Set down every record below exactly as written, but leave out the pictures.

________________

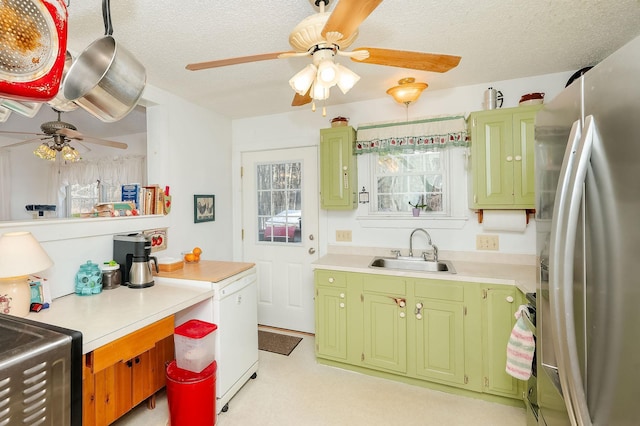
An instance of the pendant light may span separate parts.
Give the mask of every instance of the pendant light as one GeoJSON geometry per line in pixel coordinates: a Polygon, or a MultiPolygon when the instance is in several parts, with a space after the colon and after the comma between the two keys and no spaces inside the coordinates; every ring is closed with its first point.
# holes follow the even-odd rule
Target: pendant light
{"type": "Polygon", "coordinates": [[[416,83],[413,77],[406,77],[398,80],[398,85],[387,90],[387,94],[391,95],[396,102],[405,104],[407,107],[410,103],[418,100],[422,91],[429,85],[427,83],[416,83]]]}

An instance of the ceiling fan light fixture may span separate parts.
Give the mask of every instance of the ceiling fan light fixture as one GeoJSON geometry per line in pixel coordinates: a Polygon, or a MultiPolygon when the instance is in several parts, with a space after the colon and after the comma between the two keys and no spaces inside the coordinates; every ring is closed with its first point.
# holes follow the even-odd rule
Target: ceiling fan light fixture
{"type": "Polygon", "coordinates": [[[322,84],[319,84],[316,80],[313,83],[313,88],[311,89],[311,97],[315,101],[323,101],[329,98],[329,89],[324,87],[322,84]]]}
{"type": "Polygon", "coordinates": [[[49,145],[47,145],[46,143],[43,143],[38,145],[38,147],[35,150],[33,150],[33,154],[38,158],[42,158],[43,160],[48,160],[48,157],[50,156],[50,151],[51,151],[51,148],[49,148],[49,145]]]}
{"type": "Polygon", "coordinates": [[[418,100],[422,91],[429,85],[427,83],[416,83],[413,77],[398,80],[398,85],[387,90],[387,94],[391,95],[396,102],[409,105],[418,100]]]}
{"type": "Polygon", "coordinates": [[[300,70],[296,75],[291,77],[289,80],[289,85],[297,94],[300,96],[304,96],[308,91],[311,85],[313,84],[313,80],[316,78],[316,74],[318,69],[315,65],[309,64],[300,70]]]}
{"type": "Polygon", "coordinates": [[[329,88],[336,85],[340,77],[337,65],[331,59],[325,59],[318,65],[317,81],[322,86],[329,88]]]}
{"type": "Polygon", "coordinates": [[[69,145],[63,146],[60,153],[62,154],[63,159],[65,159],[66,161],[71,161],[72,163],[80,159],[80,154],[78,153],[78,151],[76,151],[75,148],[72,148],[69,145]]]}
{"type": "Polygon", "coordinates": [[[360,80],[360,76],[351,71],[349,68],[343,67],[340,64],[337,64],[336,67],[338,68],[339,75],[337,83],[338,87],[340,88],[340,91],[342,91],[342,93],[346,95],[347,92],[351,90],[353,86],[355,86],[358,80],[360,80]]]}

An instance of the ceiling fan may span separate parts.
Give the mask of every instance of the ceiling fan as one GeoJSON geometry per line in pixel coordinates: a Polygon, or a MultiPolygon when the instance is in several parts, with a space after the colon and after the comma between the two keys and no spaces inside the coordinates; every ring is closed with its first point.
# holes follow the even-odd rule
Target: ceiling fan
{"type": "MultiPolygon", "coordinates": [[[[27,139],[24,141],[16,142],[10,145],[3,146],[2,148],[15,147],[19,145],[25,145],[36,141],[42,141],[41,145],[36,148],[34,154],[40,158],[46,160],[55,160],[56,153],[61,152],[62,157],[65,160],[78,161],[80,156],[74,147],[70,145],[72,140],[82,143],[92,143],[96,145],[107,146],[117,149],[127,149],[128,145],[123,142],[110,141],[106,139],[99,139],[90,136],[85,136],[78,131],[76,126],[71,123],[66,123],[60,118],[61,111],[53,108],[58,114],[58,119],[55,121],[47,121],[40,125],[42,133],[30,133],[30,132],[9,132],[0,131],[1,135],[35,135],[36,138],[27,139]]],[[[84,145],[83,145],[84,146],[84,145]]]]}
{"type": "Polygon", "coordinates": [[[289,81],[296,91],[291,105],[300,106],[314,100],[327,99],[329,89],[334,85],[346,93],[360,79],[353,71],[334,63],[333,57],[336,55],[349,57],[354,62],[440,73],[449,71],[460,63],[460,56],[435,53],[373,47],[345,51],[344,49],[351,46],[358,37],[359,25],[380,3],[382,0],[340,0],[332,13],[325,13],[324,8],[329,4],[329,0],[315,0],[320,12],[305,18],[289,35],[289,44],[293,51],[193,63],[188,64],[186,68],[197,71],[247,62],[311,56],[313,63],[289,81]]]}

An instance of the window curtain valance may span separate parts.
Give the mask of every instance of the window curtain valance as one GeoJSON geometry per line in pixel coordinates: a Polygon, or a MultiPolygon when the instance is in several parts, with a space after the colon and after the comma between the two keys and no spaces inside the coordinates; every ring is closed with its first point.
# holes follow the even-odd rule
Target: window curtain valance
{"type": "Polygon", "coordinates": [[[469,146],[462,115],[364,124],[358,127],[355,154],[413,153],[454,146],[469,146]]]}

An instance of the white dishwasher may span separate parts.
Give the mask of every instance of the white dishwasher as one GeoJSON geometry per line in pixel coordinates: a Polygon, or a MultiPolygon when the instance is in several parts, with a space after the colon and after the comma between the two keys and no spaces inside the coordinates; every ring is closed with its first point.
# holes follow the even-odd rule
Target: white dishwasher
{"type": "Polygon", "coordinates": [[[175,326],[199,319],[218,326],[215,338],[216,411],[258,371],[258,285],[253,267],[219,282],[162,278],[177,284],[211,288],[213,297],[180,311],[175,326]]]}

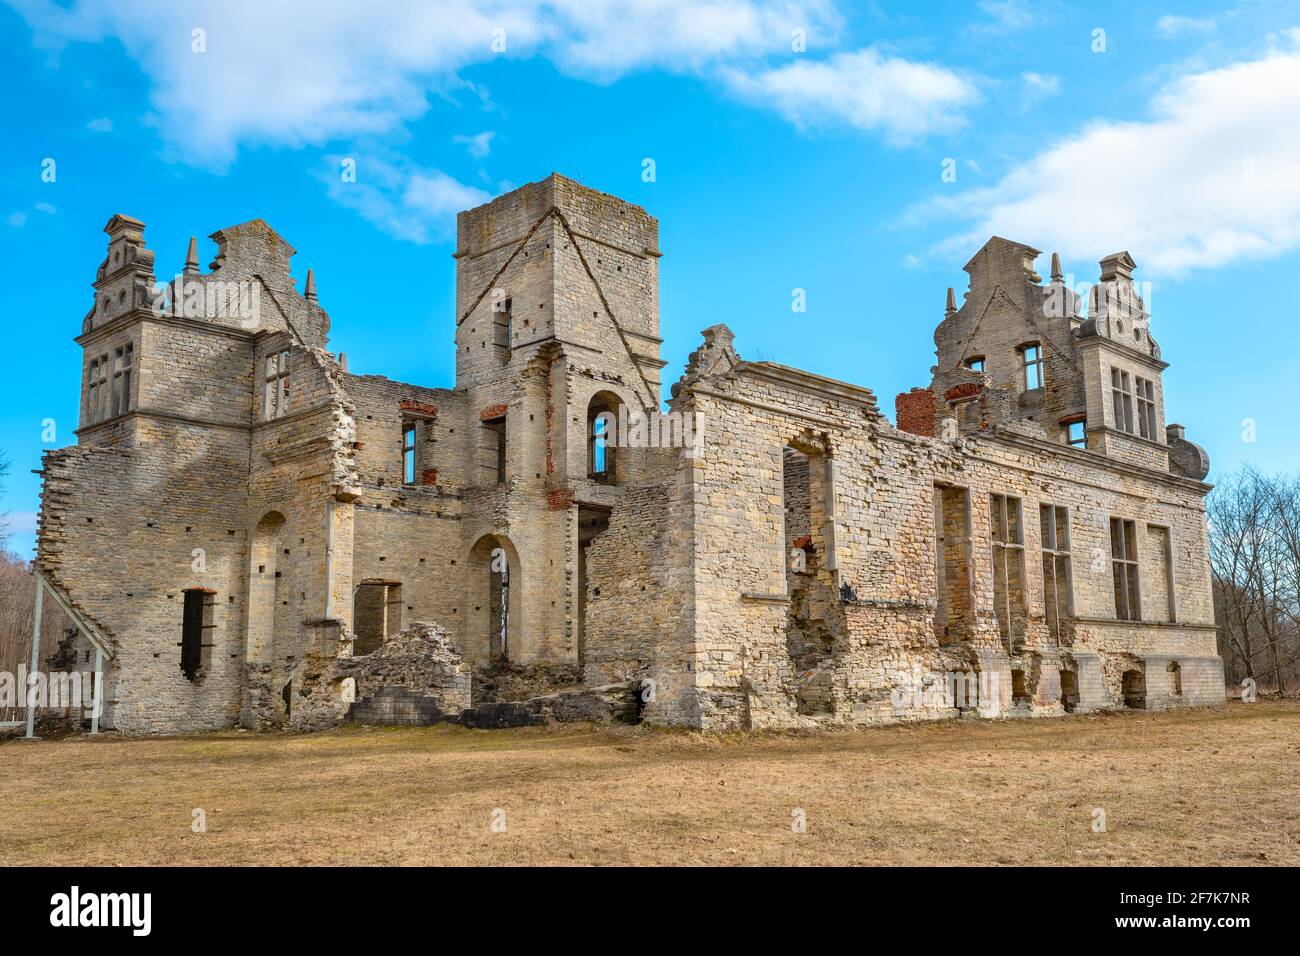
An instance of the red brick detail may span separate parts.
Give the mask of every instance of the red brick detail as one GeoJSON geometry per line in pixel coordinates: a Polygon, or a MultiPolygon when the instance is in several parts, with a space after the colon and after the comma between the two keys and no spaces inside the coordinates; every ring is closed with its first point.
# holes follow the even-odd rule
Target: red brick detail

________________

[RESULT FOR THIS EXERCISE]
An instance of the pendant light may span separate parts.
Give the mask of every instance of the pendant light as one GeoJSON geometry per line in pixel coordinates: a Polygon, or a MultiPolygon when the instance is in several parts, with a space after the colon and after the comma between the two keys and no spaces inside the coordinates; every ring is closed with its first point.
# holes follow the even-odd rule
Target: pendant light
{"type": "Polygon", "coordinates": [[[416,83],[413,77],[406,77],[398,80],[398,85],[387,90],[387,94],[391,95],[396,102],[405,104],[407,107],[410,103],[418,100],[422,91],[429,85],[427,83],[416,83]]]}

An instance of the ceiling fan light fixture may span separate parts.
Give the mask of every instance of the ceiling fan light fixture as one GeoJSON geometry per line in pixel coordinates: a Polygon, or a MultiPolygon when the instance is in several parts, with a space after the colon and after the comma between the two keys and no spaces inside the coordinates; every ring is closed with its first point.
# holes follow the even-odd rule
Target: ceiling fan light fixture
{"type": "Polygon", "coordinates": [[[322,84],[319,84],[316,80],[313,83],[313,88],[311,89],[311,97],[315,101],[323,101],[329,98],[329,89],[324,87],[322,84]]]}
{"type": "Polygon", "coordinates": [[[49,145],[47,145],[46,143],[43,143],[38,145],[38,147],[35,150],[33,150],[33,154],[38,158],[42,158],[43,160],[48,160],[48,157],[50,156],[50,151],[51,151],[51,148],[49,148],[49,145]]]}
{"type": "Polygon", "coordinates": [[[418,100],[422,91],[429,85],[427,83],[416,83],[413,77],[398,80],[398,85],[387,90],[387,94],[391,95],[396,102],[409,105],[418,100]]]}
{"type": "Polygon", "coordinates": [[[300,70],[296,75],[291,77],[289,80],[289,85],[297,94],[300,96],[304,96],[308,91],[311,85],[313,84],[313,80],[316,78],[316,74],[318,69],[315,65],[309,64],[300,70]]]}
{"type": "Polygon", "coordinates": [[[329,88],[336,85],[340,77],[337,65],[331,59],[325,59],[318,65],[317,81],[322,86],[329,88]]]}
{"type": "Polygon", "coordinates": [[[69,145],[63,146],[60,153],[62,154],[63,159],[65,159],[66,161],[71,161],[72,163],[80,159],[80,154],[78,153],[78,151],[76,151],[75,148],[72,148],[69,145]]]}
{"type": "Polygon", "coordinates": [[[360,80],[360,76],[351,71],[349,68],[343,67],[340,64],[337,64],[336,67],[338,68],[339,75],[337,83],[338,87],[340,88],[340,91],[342,91],[342,93],[346,95],[347,92],[351,90],[353,86],[355,86],[358,80],[360,80]]]}

An instance of the ceiling fan may span separate parts.
Give the mask of every instance of the ceiling fan as one GeoJSON geometry per line in pixel coordinates: a Polygon, or a MultiPolygon when the instance is in several parts, with a space after the colon and after the comma between the two keys and no spaces inside the coordinates; every ring is closed with its first point.
# holes follow the even-odd rule
Target: ceiling fan
{"type": "MultiPolygon", "coordinates": [[[[27,139],[24,141],[16,142],[10,145],[3,146],[2,148],[15,147],[19,145],[25,145],[36,141],[42,141],[41,145],[36,148],[34,154],[40,158],[46,160],[55,160],[56,153],[61,152],[62,157],[65,160],[78,161],[80,156],[74,147],[70,145],[72,140],[82,143],[92,143],[96,145],[107,146],[117,149],[127,149],[128,145],[123,142],[110,141],[106,139],[99,139],[90,136],[85,136],[78,131],[76,126],[71,123],[66,123],[60,118],[61,111],[53,108],[58,114],[58,119],[55,121],[47,121],[40,125],[42,133],[30,133],[30,132],[9,132],[0,131],[1,135],[35,135],[36,138],[27,139]]],[[[84,145],[83,145],[84,146],[84,145]]]]}
{"type": "Polygon", "coordinates": [[[289,81],[296,91],[291,105],[300,106],[314,100],[327,99],[329,89],[334,85],[346,93],[360,79],[353,71],[334,63],[333,57],[336,55],[349,57],[354,62],[440,73],[449,71],[460,63],[460,56],[435,53],[373,47],[345,51],[344,49],[351,46],[358,37],[359,25],[380,3],[382,0],[340,0],[332,13],[325,13],[324,8],[329,4],[329,0],[315,0],[320,12],[305,18],[289,35],[289,44],[293,51],[193,63],[188,64],[186,68],[197,71],[247,62],[311,56],[313,63],[289,81]]]}

An instance of the window curtain valance may span separate parts.
Give the mask of every instance of the window curtain valance as one GeoJSON geometry per line in pixel coordinates: a Polygon, or a MultiPolygon when the instance is in several parts, with a space after the colon and after the comma between the two keys and no spaces inside the coordinates; every ring is closed with its first point.
# holes follow the even-odd rule
Target: window curtain valance
{"type": "Polygon", "coordinates": [[[469,146],[462,115],[364,124],[358,127],[355,154],[413,153],[454,146],[469,146]]]}

An instance of the white dishwasher may span separate parts.
Give the mask of every instance of the white dishwasher as one GeoJSON geometry per line in pixel coordinates: a Polygon, or a MultiPolygon when the instance is in several parts, with a space after the colon and after the comma between the two keys and no spaces inside the coordinates; every ring is closed with its first point.
# holes follow the even-odd rule
Target: white dishwasher
{"type": "Polygon", "coordinates": [[[175,326],[199,319],[218,326],[215,338],[216,411],[258,371],[258,285],[253,267],[219,282],[162,278],[177,284],[211,288],[213,297],[180,311],[175,326]]]}

An instance of the red brick detail may span separate parts.
Give the mask of every instance of the red brick detail as one GeoJSON geometry per line in pixel coordinates: a Polygon, or a MultiPolygon when the instance is in several parts, with a space after the colon and after the comma between the two keys and no spaces inside the coordinates; every ring is closed with its first point.
# holes follow the even-odd rule
Target: red brick detail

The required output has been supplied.